**** Données du corpus
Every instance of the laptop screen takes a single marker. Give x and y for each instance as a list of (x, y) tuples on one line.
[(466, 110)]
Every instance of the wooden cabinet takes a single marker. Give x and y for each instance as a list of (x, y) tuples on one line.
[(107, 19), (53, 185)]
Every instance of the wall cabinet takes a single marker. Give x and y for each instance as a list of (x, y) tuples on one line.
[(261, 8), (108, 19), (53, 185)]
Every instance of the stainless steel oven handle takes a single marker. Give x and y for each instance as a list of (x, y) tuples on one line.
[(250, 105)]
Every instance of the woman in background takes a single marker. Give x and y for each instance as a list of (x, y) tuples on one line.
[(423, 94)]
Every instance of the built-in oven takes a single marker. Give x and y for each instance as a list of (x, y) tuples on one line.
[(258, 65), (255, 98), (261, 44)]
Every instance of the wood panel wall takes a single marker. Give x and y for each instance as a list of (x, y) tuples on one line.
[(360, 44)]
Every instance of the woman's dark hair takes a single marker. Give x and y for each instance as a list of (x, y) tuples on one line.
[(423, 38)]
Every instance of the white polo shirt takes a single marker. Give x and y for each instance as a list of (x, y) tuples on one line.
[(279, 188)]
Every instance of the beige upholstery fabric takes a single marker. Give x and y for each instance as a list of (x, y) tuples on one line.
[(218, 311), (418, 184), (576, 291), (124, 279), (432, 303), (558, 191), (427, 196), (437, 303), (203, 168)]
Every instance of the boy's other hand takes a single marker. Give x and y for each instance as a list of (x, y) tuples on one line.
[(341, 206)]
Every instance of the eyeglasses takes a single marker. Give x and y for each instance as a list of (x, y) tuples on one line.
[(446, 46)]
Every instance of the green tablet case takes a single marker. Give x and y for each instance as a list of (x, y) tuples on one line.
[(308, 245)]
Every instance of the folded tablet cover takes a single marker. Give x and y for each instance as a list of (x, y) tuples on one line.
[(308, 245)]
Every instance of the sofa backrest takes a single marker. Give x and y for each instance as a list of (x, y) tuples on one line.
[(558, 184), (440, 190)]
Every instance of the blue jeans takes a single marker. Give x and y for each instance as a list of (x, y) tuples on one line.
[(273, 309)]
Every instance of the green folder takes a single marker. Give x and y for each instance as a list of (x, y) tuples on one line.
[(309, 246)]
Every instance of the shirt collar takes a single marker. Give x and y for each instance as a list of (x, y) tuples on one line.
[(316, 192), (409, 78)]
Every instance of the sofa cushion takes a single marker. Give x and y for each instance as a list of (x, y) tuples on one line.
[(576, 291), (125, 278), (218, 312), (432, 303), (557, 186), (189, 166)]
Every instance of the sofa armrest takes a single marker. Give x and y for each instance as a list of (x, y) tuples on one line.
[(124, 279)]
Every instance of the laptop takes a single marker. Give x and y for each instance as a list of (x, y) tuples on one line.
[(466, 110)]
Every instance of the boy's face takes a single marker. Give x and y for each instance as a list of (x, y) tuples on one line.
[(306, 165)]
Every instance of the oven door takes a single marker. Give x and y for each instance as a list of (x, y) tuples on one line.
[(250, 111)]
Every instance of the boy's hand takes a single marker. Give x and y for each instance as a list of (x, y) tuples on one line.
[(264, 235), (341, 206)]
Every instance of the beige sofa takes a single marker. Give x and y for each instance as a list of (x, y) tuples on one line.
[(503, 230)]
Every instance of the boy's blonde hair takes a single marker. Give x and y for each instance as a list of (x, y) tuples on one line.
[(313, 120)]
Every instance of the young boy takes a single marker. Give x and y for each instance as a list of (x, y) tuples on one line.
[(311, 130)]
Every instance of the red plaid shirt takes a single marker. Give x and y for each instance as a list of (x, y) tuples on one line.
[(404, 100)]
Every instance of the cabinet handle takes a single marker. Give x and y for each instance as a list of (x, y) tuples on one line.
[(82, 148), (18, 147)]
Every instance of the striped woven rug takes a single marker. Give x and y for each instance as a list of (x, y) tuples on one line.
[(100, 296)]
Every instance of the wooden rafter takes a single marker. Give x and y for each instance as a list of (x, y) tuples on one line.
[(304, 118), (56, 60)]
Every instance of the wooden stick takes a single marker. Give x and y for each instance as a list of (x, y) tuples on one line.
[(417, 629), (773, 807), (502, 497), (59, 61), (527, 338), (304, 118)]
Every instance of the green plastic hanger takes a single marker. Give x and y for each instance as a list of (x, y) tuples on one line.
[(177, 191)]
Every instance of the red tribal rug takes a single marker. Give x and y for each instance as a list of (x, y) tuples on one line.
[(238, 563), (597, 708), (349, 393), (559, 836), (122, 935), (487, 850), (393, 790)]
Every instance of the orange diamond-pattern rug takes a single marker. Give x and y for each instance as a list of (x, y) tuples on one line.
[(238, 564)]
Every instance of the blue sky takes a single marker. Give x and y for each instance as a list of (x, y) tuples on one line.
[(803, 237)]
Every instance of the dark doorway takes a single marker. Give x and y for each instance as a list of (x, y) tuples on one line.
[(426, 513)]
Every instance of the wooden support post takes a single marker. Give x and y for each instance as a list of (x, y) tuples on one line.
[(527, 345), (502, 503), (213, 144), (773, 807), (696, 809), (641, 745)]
********
=== Consigne ===
Recopiez à l'identique, s'il vous plaît, les données depuis leur début jusqu'à la ligne contenant "[(107, 19), (53, 185)]", celle-ci comprise.

=== Réponse attendue ===
Every instance of the laptop screen takes a single marker. Give x and y for each instance as a list of (x, y) tuples on one line.
[(466, 110)]
Every instance of the wooden cabinet takes a single marker. Give x and y for each instance as a list of (x, y) tuples on one line.
[(107, 19), (53, 185)]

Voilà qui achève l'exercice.